# [Task directions]
Please write out exactly the lines that begin at the line containing "white sneaker sole" and run to the end of the records.

___ Listed records

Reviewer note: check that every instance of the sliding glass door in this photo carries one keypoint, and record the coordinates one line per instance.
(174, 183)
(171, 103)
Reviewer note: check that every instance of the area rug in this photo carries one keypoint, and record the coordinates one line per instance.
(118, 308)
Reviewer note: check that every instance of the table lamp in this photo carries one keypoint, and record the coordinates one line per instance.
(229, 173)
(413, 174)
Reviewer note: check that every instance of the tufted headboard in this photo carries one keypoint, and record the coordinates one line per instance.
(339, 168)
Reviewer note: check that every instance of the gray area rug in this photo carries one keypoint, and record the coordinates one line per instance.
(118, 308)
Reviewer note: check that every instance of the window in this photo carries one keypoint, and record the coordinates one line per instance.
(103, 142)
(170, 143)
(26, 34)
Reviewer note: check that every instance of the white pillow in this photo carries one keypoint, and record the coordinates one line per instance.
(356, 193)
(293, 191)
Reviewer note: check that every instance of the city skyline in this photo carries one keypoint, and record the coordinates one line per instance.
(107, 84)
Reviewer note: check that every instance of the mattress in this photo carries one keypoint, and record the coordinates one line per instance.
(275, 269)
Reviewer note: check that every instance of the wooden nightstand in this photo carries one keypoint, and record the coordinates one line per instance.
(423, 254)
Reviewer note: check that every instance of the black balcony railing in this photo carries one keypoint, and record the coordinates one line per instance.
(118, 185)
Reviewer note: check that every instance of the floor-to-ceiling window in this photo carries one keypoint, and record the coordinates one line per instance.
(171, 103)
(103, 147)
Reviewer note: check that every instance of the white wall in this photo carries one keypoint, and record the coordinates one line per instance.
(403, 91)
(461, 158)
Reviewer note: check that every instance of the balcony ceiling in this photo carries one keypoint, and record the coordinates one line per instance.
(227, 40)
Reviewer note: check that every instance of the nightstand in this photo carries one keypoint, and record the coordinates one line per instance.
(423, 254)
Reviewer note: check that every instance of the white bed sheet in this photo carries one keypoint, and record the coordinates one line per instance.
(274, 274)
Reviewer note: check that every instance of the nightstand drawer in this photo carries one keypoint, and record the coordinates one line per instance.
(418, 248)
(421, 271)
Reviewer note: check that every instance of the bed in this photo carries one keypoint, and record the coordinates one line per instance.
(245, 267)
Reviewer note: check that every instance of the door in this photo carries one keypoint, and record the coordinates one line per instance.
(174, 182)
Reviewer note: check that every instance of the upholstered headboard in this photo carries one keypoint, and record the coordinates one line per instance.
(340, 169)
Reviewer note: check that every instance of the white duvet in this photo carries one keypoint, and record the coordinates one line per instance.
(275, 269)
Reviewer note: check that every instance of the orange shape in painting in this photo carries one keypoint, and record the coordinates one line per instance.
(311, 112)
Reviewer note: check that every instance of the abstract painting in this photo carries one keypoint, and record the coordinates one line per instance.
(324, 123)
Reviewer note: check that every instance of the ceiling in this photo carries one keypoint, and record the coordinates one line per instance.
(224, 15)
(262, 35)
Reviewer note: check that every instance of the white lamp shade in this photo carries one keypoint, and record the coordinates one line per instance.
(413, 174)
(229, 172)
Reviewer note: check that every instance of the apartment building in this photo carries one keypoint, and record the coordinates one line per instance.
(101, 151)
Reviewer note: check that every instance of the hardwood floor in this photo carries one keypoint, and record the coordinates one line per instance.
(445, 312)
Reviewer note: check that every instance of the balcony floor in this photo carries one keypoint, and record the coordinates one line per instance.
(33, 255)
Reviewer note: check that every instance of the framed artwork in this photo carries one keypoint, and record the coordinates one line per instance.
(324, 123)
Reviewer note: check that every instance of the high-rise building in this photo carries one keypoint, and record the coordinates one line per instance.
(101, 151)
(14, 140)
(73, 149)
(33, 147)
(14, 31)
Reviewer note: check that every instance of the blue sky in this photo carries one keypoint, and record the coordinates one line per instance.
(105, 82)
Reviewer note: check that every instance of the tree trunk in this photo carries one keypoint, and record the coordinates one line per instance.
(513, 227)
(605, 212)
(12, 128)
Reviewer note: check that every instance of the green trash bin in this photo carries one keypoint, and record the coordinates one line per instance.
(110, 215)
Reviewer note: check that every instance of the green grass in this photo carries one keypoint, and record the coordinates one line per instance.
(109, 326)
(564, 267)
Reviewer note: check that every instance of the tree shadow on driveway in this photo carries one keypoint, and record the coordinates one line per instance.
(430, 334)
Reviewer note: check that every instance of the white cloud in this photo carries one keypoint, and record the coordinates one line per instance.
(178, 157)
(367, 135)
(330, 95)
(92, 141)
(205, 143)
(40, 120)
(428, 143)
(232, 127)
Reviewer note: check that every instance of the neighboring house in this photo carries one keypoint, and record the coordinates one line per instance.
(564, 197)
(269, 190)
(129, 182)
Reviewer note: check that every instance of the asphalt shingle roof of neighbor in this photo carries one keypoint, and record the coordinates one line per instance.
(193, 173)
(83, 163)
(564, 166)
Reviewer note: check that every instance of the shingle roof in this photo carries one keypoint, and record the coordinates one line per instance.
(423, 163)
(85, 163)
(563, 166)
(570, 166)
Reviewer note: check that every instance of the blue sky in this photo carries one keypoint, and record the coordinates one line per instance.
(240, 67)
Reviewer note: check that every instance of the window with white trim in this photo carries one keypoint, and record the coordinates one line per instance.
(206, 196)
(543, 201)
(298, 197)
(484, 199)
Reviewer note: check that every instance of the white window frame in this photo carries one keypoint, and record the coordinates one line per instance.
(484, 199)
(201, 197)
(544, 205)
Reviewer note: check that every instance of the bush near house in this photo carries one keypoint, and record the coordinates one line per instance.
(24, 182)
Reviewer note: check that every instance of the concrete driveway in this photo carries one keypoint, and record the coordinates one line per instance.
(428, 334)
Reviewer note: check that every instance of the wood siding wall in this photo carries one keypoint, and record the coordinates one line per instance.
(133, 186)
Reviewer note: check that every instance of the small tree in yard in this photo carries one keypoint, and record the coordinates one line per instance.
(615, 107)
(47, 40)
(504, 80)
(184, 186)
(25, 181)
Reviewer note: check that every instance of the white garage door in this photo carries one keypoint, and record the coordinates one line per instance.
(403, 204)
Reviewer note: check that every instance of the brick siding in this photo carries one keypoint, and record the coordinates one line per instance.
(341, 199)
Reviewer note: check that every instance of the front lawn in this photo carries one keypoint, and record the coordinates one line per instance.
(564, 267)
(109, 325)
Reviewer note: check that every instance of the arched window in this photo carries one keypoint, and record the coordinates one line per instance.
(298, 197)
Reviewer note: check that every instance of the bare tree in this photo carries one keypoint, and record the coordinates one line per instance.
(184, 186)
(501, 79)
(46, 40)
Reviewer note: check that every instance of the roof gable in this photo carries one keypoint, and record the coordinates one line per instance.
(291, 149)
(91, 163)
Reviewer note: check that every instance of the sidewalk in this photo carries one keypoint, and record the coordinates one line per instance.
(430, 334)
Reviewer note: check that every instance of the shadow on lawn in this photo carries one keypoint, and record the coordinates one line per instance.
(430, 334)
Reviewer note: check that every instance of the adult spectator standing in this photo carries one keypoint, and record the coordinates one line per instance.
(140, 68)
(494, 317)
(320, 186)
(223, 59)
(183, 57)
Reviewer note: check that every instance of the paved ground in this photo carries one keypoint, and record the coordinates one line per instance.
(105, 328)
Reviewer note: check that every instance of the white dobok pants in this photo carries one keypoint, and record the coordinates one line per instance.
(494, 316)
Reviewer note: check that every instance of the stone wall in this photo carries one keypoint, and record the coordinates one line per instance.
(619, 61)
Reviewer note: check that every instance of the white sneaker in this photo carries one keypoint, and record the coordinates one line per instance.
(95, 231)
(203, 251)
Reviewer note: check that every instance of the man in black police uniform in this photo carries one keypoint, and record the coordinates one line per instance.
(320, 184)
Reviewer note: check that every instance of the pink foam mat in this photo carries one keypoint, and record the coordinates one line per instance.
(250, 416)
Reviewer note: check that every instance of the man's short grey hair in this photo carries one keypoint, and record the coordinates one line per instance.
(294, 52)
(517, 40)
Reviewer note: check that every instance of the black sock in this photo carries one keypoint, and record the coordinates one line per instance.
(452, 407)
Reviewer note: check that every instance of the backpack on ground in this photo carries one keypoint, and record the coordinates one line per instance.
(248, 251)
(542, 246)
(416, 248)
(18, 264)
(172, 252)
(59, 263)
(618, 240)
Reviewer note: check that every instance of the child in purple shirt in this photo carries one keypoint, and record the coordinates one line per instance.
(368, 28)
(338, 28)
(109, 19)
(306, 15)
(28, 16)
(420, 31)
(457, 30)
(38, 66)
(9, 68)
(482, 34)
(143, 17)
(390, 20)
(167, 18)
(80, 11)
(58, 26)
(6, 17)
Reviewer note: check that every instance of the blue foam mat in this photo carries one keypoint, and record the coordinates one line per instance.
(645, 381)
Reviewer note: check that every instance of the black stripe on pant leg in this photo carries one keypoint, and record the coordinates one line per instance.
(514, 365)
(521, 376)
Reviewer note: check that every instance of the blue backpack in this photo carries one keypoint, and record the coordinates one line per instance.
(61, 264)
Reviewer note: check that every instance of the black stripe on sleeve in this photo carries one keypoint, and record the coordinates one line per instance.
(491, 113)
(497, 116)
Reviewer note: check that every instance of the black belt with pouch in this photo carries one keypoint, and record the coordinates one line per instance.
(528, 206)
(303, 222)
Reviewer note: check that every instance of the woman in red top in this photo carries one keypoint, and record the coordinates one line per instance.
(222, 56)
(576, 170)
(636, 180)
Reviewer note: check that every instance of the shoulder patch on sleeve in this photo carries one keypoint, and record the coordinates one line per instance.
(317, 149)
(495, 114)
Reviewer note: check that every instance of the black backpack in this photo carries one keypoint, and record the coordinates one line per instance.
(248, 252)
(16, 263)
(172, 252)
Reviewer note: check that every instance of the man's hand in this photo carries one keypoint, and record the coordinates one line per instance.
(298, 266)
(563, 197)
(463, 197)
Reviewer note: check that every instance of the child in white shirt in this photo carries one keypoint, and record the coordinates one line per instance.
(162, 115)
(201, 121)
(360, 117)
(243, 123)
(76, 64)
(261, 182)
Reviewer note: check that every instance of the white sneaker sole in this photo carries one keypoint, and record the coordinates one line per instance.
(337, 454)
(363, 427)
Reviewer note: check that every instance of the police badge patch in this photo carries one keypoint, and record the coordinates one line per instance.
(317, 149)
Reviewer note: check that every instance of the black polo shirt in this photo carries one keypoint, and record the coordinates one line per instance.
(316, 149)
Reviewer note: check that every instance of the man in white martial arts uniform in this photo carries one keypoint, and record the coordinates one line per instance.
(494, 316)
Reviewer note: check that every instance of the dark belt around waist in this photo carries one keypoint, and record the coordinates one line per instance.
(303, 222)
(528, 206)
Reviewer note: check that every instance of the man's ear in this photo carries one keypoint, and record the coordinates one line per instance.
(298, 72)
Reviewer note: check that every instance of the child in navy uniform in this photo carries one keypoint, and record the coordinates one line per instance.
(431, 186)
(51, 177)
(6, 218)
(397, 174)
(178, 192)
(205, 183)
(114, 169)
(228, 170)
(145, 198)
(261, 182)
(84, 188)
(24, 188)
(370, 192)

______

# [Completed exercise]
Reviewer note: check that every instance of the white sneaker sole in this photo carries one keypoint, and record the coordinates one line per instance.
(337, 454)
(363, 427)
Reviewer note: check that every instance of the police badge patch in this photo carries one keypoint, and record the coordinates one line per instance.
(317, 149)
Reviewer note: check that every instance of the black polo shirt in this photo carries one keypoint, and record the coordinates one line per instance.
(316, 149)
Reviewer note: check that every instance of the man in white martial arts uniform in this photo carries one keypoint, and record the coordinates one line per instance.
(494, 316)
Reviewer note: check that every instance of the dark belt around waist in this photo carries one keypoint, and record the coordinates one line per instance.
(303, 222)
(528, 206)
Reviewer note: check that every instance of the man's ear in this photo carries one keypoint, and record the coordinates one line per instance.
(298, 72)
Reviewer note: check that every instance of the child in navy uniform in this photo carries one keypoint, and record the coordinates one line per instance.
(431, 186)
(51, 177)
(6, 218)
(397, 174)
(178, 192)
(205, 183)
(114, 169)
(228, 170)
(145, 198)
(261, 182)
(84, 188)
(24, 188)
(370, 192)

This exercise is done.